DATA FOR THIS EXERCISE:
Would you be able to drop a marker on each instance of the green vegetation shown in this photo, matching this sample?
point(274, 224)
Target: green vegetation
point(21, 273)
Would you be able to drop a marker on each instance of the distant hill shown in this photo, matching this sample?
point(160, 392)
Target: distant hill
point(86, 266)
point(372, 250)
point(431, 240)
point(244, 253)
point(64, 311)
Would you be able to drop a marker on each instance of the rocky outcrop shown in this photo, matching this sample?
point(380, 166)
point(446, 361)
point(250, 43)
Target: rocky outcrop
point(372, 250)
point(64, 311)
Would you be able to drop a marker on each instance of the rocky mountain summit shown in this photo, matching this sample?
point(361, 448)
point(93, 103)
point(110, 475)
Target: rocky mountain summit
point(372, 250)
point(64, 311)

==

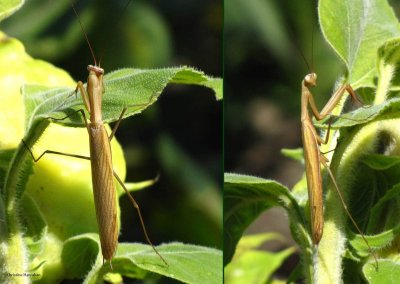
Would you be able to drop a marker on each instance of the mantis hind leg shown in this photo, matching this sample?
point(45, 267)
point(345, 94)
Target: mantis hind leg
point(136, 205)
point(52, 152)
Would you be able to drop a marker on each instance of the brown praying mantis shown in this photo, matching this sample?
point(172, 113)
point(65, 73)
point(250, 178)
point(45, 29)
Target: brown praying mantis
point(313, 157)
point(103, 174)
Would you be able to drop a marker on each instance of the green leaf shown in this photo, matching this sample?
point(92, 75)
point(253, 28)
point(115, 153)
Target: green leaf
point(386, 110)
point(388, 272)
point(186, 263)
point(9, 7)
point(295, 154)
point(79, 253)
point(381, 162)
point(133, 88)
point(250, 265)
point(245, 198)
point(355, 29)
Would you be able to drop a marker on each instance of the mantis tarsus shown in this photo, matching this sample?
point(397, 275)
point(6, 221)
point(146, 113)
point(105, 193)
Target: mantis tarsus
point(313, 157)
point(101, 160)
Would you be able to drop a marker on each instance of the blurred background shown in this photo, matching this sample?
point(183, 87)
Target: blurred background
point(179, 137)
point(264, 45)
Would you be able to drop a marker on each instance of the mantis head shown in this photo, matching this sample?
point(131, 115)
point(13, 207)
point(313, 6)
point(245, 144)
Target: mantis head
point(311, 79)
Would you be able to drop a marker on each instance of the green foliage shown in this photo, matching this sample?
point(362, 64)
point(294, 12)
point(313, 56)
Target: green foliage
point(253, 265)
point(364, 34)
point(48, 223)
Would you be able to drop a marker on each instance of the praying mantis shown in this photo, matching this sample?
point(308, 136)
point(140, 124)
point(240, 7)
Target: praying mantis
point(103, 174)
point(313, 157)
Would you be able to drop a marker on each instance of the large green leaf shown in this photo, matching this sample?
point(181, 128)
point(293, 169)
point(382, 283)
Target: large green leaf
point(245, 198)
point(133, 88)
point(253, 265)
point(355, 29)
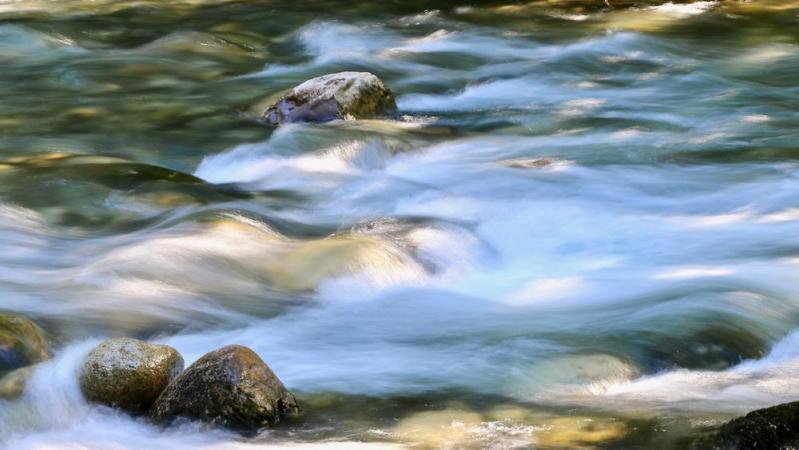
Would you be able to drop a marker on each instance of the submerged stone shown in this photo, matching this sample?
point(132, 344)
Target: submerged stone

PROMPT: What's needed is an exact copy of the lines above from the one with "point(146, 113)" through the one with "Target: submerged stone", both included; the pictures stay out.

OUTPUT FOR THIS EXERCISE:
point(146, 113)
point(105, 193)
Target: mantis tarsus
point(313, 157)
point(101, 160)
Would you be able to drop a marker on each instance of the blurred background shown in this photo, matching this sample?
point(183, 87)
Target: blurred background
point(179, 137)
point(264, 45)
Would you be able to drop a marker on each instance of the mantis head shown in this photo, matching this sample?
point(131, 115)
point(13, 207)
point(313, 6)
point(245, 144)
Target: mantis head
point(311, 79)
Would you be able to drop a marker on each instance of the green foliage shown in this photo, matching this sample?
point(362, 64)
point(294, 12)
point(313, 56)
Target: green foliage
point(253, 265)
point(364, 34)
point(48, 223)
Would you be able to drop a marker on each instance of the praying mantis shown in this photo, matching this sample?
point(308, 136)
point(140, 124)
point(240, 7)
Target: praying mantis
point(103, 174)
point(313, 157)
Would you be able to drop a marker on each instance of the large green leaf shown in this photo, matching this sample?
point(181, 128)
point(293, 169)
point(382, 283)
Target: large green leaf
point(245, 198)
point(133, 88)
point(253, 265)
point(355, 29)
Would you be able to drop a marker on each instance of the submerged stone shown in this photo, matching this sample?
point(132, 344)
Target: submerged stone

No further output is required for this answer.